── Exercise inputs

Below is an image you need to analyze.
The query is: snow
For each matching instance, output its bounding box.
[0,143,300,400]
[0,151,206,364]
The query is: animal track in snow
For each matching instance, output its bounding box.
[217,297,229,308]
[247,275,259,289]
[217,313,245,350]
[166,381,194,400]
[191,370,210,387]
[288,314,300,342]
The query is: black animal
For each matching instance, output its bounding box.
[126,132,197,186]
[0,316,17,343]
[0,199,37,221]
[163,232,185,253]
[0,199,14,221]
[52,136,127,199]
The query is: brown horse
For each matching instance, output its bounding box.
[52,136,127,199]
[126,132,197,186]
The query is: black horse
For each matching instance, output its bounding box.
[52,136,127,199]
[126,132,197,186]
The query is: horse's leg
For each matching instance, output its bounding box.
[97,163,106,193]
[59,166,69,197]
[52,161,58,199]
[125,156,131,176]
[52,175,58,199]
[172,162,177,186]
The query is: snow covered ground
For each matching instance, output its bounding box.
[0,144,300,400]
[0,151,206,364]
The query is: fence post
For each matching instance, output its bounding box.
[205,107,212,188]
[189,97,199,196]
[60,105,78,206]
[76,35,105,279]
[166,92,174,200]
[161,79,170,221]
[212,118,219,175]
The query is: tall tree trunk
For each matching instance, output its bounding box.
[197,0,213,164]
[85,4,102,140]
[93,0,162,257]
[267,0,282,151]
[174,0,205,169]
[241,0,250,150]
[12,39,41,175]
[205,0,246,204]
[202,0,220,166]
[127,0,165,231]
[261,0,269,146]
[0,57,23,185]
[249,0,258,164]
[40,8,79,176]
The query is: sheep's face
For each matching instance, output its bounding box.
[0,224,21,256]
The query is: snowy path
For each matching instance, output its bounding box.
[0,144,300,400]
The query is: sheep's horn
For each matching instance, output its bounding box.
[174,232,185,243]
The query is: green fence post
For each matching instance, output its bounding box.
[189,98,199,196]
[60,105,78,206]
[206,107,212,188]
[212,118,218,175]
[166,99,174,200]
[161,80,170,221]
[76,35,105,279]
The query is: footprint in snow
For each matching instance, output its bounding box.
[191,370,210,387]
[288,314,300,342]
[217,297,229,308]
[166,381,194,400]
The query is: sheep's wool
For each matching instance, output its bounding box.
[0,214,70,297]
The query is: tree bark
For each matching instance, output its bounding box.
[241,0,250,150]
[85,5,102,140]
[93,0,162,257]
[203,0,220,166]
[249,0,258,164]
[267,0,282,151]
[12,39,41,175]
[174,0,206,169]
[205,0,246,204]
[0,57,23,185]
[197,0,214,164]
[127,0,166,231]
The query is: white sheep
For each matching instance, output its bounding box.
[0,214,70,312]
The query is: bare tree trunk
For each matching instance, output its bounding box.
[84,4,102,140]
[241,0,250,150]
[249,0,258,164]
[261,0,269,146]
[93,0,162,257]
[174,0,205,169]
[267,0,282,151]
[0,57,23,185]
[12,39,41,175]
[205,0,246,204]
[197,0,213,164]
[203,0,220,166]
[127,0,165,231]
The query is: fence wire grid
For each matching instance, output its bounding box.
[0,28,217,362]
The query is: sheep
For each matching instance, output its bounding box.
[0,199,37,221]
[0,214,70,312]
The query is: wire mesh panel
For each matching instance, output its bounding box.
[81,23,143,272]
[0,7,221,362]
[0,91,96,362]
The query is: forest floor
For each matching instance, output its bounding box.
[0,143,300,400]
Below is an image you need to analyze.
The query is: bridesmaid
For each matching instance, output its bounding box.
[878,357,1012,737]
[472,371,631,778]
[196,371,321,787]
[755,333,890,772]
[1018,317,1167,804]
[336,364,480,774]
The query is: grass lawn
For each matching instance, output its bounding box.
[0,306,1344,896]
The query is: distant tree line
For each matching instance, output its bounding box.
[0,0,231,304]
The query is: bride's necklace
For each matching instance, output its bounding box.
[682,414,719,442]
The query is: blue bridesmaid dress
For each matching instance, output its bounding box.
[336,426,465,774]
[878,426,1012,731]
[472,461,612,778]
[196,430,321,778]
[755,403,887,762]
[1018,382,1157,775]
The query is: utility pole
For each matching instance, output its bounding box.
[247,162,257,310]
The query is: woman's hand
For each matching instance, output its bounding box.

────

# Instructions for the task
Reproduce every line above verbatim, from the first one through the last.

# Worked answer
Below is an image you need to analyze.
The query is: snow
For each matching instance, output its bounding box.
[0,143,300,400]
[0,151,206,364]
The query is: animal track in snow
For each matching instance, output its bounding box.
[217,297,229,308]
[247,275,259,289]
[217,313,245,350]
[166,381,194,400]
[191,370,210,387]
[288,314,300,342]
The query is: black animal
For each matching instance, output its bounding box.
[126,132,197,186]
[0,316,17,343]
[0,199,37,221]
[163,232,185,253]
[0,199,14,221]
[52,136,127,199]
The query is: brown horse
For each matching instance, output its bounding box.
[52,136,127,199]
[126,132,197,186]
The query is: black horse
For each matching instance, output its bounding box.
[52,136,127,199]
[126,132,197,186]
The query is: horse's leg
For each matching instance, output its bounding box.
[97,163,106,193]
[59,166,69,197]
[52,161,58,199]
[125,156,131,176]
[52,175,58,199]
[172,162,177,186]
The query is: snow covered ground
For each matching instance, output its bounding box.
[0,144,300,400]
[0,151,206,364]
The query is: fence post
For each matching instance, output its bounding box.
[205,107,212,188]
[189,97,199,196]
[60,105,78,206]
[76,35,105,279]
[166,92,174,200]
[161,79,170,221]
[212,118,219,175]
The query is: tall tree trunk
For each matching instance, output its bounding box.
[197,0,213,164]
[85,4,102,140]
[93,0,162,257]
[267,0,282,151]
[174,0,205,169]
[241,0,250,150]
[12,39,41,175]
[205,0,246,204]
[202,0,220,166]
[127,0,165,231]
[261,0,269,146]
[0,57,23,185]
[249,0,258,164]
[40,8,79,176]
The query is: sheep's face
For each matching instance, output its bounding box.
[0,224,21,256]
The query is: snowy path
For each matching instance, output its bounding box.
[0,144,300,400]
The query is: sheep's horn
For each matching instance, output its bounding box.
[174,232,185,243]
The query is: green fence post
For each matching instance, output its bounding box.
[189,98,199,196]
[60,105,78,206]
[206,107,212,188]
[212,118,218,175]
[166,99,174,200]
[161,80,170,221]
[76,35,105,279]
The query is: footprint in snow
For each matching instance, output its bounding box.
[191,370,210,387]
[288,314,300,342]
[217,297,229,308]
[166,381,194,400]
The query is: sheep's wool
For each matching instance, output its bounding box.
[0,214,70,297]
The query is: tree bark
For each matching instance, output its bounding box.
[241,0,250,150]
[85,5,102,140]
[93,0,162,257]
[203,0,220,166]
[249,0,258,164]
[267,0,282,151]
[12,39,41,175]
[174,0,206,169]
[205,0,246,204]
[0,57,23,185]
[197,0,214,164]
[127,0,166,231]
The query is: white sheep
For each matching instance, output its bounding box.
[0,214,70,312]
The query is: bare tree trunk
For each matching instance, output its bounding box.
[84,4,102,140]
[241,0,250,150]
[249,0,258,164]
[261,0,269,146]
[93,0,162,257]
[174,0,205,169]
[267,0,282,151]
[0,57,23,185]
[12,39,41,175]
[205,0,246,204]
[197,0,213,164]
[203,0,220,166]
[127,0,165,231]
The query is: fence wire grid
For each matching instance, output its bounding box.
[0,28,217,362]
The query is: sheep
For each matching instance, output its bounding box.
[0,199,37,221]
[0,214,70,312]
The query is: wire mesh panel
For each matching instance, output its bounding box.
[81,23,143,272]
[0,7,221,362]
[0,91,96,362]
The query is: forest floor
For each matching instance, output its bounding box.
[0,143,300,400]
Below is an image you need to analyze.
The query is: bridesmaid
For each matching instance, output its bounding box.
[878,357,1012,737]
[472,371,631,778]
[196,371,321,787]
[755,333,890,772]
[1018,317,1167,804]
[336,364,480,774]
The query is: grass lawn
For each matching instance, output its bounding box.
[0,306,1344,896]
The query is: distant tree line
For each matching instance, output its bounding box.
[0,0,231,304]
The query is: bride's necklace
For each matching instance, output its bounding box.
[682,414,719,442]
The query is: blue bridesmaid dress
For each matching instance, output its bounding box.
[336,426,465,774]
[878,426,1012,731]
[472,461,612,778]
[196,430,321,778]
[755,403,887,762]
[1018,382,1157,775]
The query is: utility pole
For each matching instance, output its bounding box.
[247,162,257,310]
The query is: woman's hand
For each matching instance, output its bounding box.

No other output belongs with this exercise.